Skip to main content Link Menu Expand (external link) Document Search Copy Copied

Example 1 (Constrain a value using multiple parent conditions)

In this example, we demonstrate the use of the multiparent_conditions function of the Constraints class. We are constraining the variable AgeMonths with the following:

  • If SurveyYr==’2009_10’ and Age>=80, AgeMonths = ‘’
  • If SurveyYr==’2009_10’ and AgeMonths>=948, AgeMonths = ‘’
  • If SurveyYr==’2011_12’ and Age>=3, AgeMonths = ‘’
  • If SurveyYr==’2011_12’ and AgeMonths>=24, AgeMonths = ‘’

To do so, we use the multiparent_conditions function, which is able to update a set of variables based on a dictionary of conditions/values.

To stipulate the condition If SurveyYr=='2009_10' and Age>=80, AgeMonths = '', we define two dictionaries, one for each parent variable (SurveyYr and Age), namely as:

surveyYr_2009_10 = {'parent': 'SurveyYr', 'condition': '=="2009_10"'}
age_morethan80 = {'parent': 'Age', 'condition': '>=80'}

and append them to a dictionary dict_conditions_values, under conditions. Under the value field, we stipulate the value to assign the row should the conditions be fulfilled.

Data records
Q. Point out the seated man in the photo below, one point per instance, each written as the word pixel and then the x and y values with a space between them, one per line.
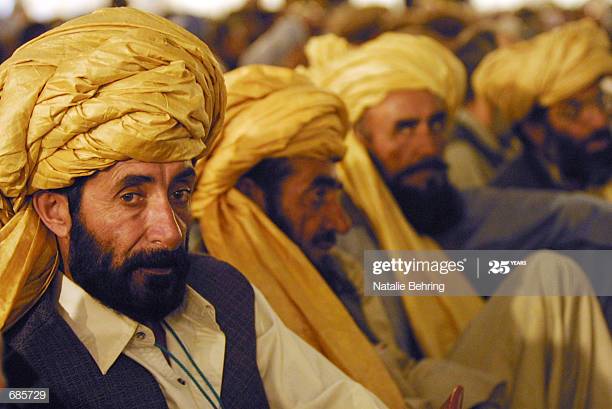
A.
pixel 548 89
pixel 272 192
pixel 101 303
pixel 396 180
pixel 474 151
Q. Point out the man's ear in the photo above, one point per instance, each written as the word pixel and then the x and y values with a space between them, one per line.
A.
pixel 53 210
pixel 361 131
pixel 249 188
pixel 535 132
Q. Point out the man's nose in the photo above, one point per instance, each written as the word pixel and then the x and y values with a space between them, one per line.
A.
pixel 429 141
pixel 163 226
pixel 596 117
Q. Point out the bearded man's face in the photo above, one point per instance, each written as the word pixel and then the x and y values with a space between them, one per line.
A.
pixel 128 237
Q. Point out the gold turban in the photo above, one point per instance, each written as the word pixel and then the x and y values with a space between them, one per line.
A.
pixel 362 77
pixel 543 70
pixel 274 112
pixel 114 85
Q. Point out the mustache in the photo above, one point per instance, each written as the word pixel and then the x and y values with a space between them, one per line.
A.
pixel 433 163
pixel 328 236
pixel 157 259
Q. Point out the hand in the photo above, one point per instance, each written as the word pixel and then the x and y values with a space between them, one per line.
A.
pixel 455 400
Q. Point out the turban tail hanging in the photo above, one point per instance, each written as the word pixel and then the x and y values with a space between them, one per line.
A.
pixel 544 70
pixel 362 77
pixel 275 113
pixel 114 85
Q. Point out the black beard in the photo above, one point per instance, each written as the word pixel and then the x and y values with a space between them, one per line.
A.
pixel 433 210
pixel 581 168
pixel 92 269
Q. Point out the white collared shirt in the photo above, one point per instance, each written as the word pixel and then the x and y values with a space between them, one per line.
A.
pixel 294 374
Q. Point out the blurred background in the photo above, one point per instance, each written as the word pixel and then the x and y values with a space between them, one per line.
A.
pixel 274 31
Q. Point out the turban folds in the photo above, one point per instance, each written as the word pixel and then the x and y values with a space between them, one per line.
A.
pixel 363 76
pixel 274 112
pixel 543 70
pixel 114 85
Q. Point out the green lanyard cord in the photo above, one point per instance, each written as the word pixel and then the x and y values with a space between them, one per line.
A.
pixel 175 359
pixel 186 351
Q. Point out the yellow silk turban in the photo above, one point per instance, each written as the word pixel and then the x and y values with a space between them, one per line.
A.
pixel 114 85
pixel 363 76
pixel 544 70
pixel 274 112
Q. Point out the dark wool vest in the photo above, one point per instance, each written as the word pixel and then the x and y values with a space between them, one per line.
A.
pixel 43 352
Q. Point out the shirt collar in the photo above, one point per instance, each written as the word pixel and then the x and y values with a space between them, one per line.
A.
pixel 105 332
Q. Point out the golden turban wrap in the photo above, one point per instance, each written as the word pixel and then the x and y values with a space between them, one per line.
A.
pixel 362 77
pixel 544 70
pixel 276 113
pixel 114 85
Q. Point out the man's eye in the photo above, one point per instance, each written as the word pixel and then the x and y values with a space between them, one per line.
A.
pixel 131 197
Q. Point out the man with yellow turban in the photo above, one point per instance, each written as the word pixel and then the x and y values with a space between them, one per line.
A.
pixel 100 121
pixel 401 91
pixel 548 89
pixel 268 202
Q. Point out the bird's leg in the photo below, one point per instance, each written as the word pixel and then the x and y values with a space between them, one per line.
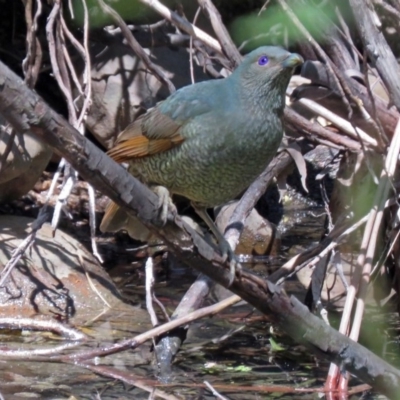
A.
pixel 224 245
pixel 165 202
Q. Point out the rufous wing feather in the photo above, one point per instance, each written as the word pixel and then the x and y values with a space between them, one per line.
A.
pixel 152 133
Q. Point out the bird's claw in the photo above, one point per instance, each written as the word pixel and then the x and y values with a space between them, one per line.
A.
pixel 235 267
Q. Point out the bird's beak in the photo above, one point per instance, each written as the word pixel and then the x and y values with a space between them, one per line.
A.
pixel 293 61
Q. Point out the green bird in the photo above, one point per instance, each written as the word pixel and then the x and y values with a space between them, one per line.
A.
pixel 208 141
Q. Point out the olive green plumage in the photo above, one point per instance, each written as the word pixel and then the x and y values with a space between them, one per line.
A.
pixel 209 141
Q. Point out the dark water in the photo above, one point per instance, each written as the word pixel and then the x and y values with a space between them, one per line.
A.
pixel 239 353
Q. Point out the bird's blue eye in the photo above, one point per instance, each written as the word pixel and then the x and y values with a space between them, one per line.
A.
pixel 263 60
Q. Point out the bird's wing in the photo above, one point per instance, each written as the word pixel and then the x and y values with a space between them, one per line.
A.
pixel 160 128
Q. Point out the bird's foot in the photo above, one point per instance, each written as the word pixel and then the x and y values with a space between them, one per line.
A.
pixel 165 203
pixel 235 267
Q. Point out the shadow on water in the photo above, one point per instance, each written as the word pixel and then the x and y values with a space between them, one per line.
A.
pixel 239 353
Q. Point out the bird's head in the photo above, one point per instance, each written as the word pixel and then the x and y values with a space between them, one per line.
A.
pixel 268 67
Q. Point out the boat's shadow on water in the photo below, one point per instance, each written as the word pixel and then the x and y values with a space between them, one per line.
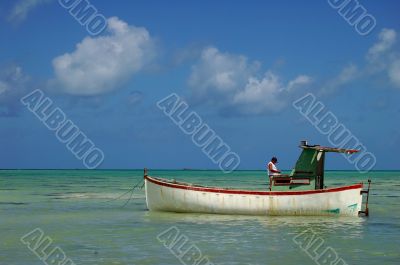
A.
pixel 291 224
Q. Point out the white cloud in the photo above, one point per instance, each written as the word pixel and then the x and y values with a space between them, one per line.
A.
pixel 381 58
pixel 348 73
pixel 14 84
pixel 21 9
pixel 387 38
pixel 298 81
pixel 101 64
pixel 394 73
pixel 230 81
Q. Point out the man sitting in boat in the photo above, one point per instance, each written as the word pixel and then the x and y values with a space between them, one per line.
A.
pixel 272 169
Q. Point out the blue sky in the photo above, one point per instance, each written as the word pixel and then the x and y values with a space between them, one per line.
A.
pixel 239 65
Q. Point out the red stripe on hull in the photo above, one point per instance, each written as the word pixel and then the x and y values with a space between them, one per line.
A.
pixel 248 192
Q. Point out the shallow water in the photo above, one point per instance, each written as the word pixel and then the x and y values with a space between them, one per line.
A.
pixel 85 215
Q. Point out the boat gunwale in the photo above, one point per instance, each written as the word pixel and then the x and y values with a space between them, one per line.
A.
pixel 186 186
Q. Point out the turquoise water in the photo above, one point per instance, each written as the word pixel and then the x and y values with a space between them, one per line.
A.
pixel 82 214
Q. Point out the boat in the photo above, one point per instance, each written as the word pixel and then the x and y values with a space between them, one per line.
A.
pixel 302 192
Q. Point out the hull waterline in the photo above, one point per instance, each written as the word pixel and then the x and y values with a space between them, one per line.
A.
pixel 171 196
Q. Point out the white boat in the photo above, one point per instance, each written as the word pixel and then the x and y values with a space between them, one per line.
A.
pixel 287 195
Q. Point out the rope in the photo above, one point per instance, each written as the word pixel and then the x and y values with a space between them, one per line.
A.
pixel 129 191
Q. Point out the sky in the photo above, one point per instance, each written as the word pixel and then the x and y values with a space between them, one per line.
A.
pixel 251 71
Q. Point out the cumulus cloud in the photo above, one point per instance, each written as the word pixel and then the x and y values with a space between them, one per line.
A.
pixel 386 40
pixel 14 84
pixel 20 10
pixel 381 58
pixel 394 73
pixel 230 81
pixel 100 64
pixel 347 74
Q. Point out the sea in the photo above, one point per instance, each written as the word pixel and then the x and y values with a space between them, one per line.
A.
pixel 100 217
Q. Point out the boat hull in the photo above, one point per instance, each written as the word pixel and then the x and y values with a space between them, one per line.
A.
pixel 169 196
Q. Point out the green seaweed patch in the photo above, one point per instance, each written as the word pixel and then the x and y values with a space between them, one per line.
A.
pixel 337 210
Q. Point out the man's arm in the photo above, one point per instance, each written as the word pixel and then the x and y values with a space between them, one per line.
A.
pixel 273 170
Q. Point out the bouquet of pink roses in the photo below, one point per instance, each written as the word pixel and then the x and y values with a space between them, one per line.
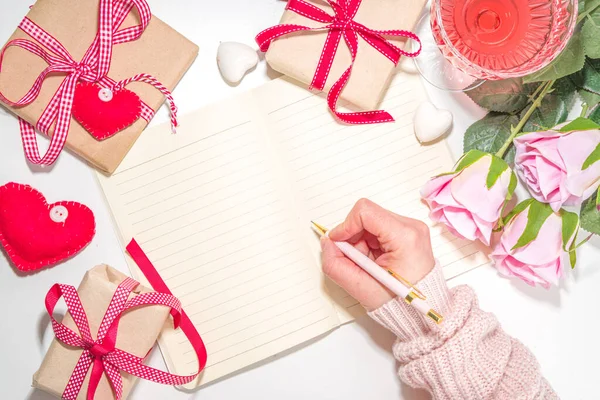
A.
pixel 558 161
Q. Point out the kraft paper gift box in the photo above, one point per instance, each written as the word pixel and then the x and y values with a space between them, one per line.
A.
pixel 297 55
pixel 160 51
pixel 138 330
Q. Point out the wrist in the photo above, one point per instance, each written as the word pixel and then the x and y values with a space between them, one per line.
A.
pixel 404 320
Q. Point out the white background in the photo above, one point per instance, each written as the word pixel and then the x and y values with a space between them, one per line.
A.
pixel 559 325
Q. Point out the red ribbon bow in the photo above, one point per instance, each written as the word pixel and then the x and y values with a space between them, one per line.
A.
pixel 93 67
pixel 101 352
pixel 340 24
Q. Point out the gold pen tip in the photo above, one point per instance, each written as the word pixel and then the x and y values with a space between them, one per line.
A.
pixel 319 228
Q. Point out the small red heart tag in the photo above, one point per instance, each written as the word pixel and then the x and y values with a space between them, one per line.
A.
pixel 104 112
pixel 36 234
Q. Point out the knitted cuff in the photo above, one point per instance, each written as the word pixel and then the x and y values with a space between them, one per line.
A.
pixel 404 320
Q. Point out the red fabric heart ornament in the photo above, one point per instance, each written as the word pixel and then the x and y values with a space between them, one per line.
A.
pixel 36 234
pixel 104 112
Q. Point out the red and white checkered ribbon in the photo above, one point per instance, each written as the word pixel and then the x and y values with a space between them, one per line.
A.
pixel 339 25
pixel 101 353
pixel 93 67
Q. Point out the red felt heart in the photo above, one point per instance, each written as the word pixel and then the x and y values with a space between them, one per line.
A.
pixel 103 117
pixel 36 234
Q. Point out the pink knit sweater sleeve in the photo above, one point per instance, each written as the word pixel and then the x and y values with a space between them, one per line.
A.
pixel 468 356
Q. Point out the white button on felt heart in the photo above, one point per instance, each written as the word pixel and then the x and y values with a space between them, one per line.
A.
pixel 59 214
pixel 430 122
pixel 105 94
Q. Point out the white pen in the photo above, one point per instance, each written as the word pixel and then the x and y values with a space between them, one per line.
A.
pixel 386 277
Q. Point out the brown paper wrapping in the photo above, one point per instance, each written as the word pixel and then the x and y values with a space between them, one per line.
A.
pixel 160 51
pixel 297 55
pixel 138 331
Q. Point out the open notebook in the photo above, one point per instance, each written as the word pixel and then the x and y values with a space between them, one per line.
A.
pixel 222 209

### TO-DO LIST
**a.** Answer these questions about the multiparent_conditions example:
(i) Which variable does the example constrain?
(ii) For SurveyYr '2011_12', what Age condition sets AgeMonths to an empty value?
(iii) What are the names of the two dictionaries defined for the parent variables SurveyYr and Age?
**b.** Write the next part of the multiparent_conditions example, picking up right after its final sentence.

### FINAL RESULTS
**a.**
(i) AgeMonths
(ii) Age>=3
(iii) surveyYr_2009_10 and age_morethan80

**b.**
dict_conditions_values = {
        1: {
            'conditions': {1: surveyYr_2009_10, 2: age_morethan80},
            'value': np.nan
        }
}

We continue the above for each condition, and obtain the full function as below:

# Fix AgeMonths variable
def con_ageMonths(df, con=con):

    surveyYr_2009_10 = {'parent': 'SurveyYr', 'condition': '=="2009_10"'}
    surveyYr_2011_12 = {'parent': 'SurveyYr', 'condition': '=="2011_12"'}
    age_morethan80 = {'parent': 'Age', 'condition': '>=80'}
    age_morethan3 = {'parent': 'Age', 'condition': '>=3'}
    ageMonths_morethan948 = {'parent': 'AgeMonths', 'condition': '>=948'}
    ageMonths_morethan24 = {'parent': 'AgeMonths', 'condition': '>=24'}
    dict_conditions_values = {
        1: {
            'conditions': {1: surveyYr_2009_10, 2: age_morethan80},
            'value': np.nan
        },
        2: {
            'conditions': {1: surveyYr_2009_10, 2: ageMonths_morethan948},
            'value': np.nan
        },
        3: {
            'conditions': {1: surveyYr_2011_12, 2: age_morethan3},
            'value': np.nan
        },
        4: {
            'conditions': {1: surveyYr_2011_12, 2: ageMonths_morethan24},
            'value': np.nan
        }
    }

    var_array = ['AgeMonths']
    df = con.multiparent_conditions(df, var_array, dict_conditions_values)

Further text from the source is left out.